» **DOCUMENT PASSAGE**:
It was just too much!
I am blessed to have both my 88-year-old parents and my sister living close by. My parents are downsizing, so we spent a Saturday afternoon going through old photos, sorting them into groups, and telling the stories behind the images. I quietly pulled out all the photos of my children and put them, facedown, in a separate pile.
I went home with a stack of photos and began to clear out room for the beautiful mid-century modern wedding China my parents are passing on to me. In the process, I found a small set of my grandmother’s China that I had saved in hopes of using it for tea parties with my grandchildren. That’s when it became too much, because I will never have grandchildren. I threw out the whole box of tea party China and I gathered all the photos of my children from tabletops and shelves and shoved them under my bed. You see, I lost my youngest son when a therapist affirmed his idea that he was a woman. His brother and father also cut me out of their lives because I cannot agree that we had raised a daughter and not a son.
There are still photos of my children hanging in my entry. If I take them down it will leave a gap, not just on my wall, but in my history. Our homes are an expression of who we are. I am a dressmaker, and when my customers come to my home, they see those portraits and know I am a mother. They ask about my children. In response, I just mention the cities where they live now. That works well enough. It would not work if I began dating. So, I don’t date.
If I took all the photos down, could I forget I have children? Could I just surround myself with things from my childhood, things from my parents, the things I use now, but nothing from the 35 years when I had a husband and two sons. More than half my life is missing and I cannot pretend I am 28. Do I pretend I lived over 30 years as a single woman? That I worked in my original career as an engineer until I suddenly decided to give it up and take in sewing? Did I move and travel by myself, or have I been in my hometown all along and no one noticed?
I cannot reconstruct a life without my family. They were the heart of my life. It would be as false a depiction of my life as is my son’s reconstruction of his childhood as a girl.
So, I left the portraits hanging, even though they are too much to bear.

» **SUPPLIED ENTRIES**:
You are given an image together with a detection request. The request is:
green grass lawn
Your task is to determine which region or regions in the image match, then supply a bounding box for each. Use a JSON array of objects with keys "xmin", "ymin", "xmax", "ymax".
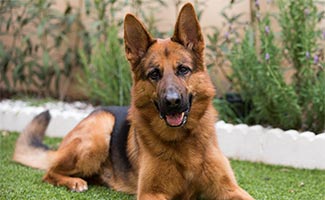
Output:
[{"xmin": 0, "ymin": 131, "xmax": 325, "ymax": 200}]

» **WHAT YOU NEED TO DO**:
A: In the essay about family photos, what does the writer do for a living now?
B: Copy the essay about family photos word for word, starting with "I went home" and going on through "and not a son.".
C: Write what comes next in the essay about family photos, picking up after its final sentence.
You can set the data aside; none of it is needed.

» **ANSWERS FOR THE EXERCISE**:
A: The writer is a dressmaker.

B:
I went home with a stack of photos and began to clear out room for the beautiful mid-century modern wedding China my parents are passing on to me. In the process, I found a small set of my grandmother’s China that I had saved in hopes of using it for tea parties with my grandchildren. That’s when it became too much, because I will never have grandchildren. I threw out the whole box of tea party China and I gathered all the photos of my children from tabletops and shelves and shoved them under my bed. You see, I lost my youngest son when a therapist affirmed his idea that he was a woman. His brother and father also cut me out of their lives because I cannot agree that we had raised a daughter and not a son.

C:
Oh god this is too much 🥺💔 i wish i could hug ypu and give you back your missing years. Since I cannot, all I can do is pray that something good happens in your life that is good enough to fill the void and missing years with new memories and new years. I don't know if such a thing exists except reparation, but still I pray that for you. My heart breaks for all of us.🥺💔🙏
I also feel your pain. I too am single after a 30-year marriage ended. I have one trans-identified child who wants little to do with me and another who maintains distance in order to manage the sibling relationship. I had to declutter my life to fit my belongings into a small house, so I’ve only kept my favorite photos. I decided to frame the ones that show my kids as I remember them at their best – when they were happy teenagers, involved in sports and music and not so obsessed with their identity or consumed with pessimism about the world. I posted them in a prominent place where I can pause to think hopeful thoughts about them before I leave for work every day.
It’s very hard to feel you don’t have a family any more. I would give anything to feel a sense of belonging to a family again, to have a place to spend Sunday afternoons or to go for Christmas, surrounded by grandparents, cousins, and my own kids. Twenty years ago I had no idea this was the future that awaited me. Most of my friends are still married and have younger children, and they have no idea what kind of culture their kids will be graduating into.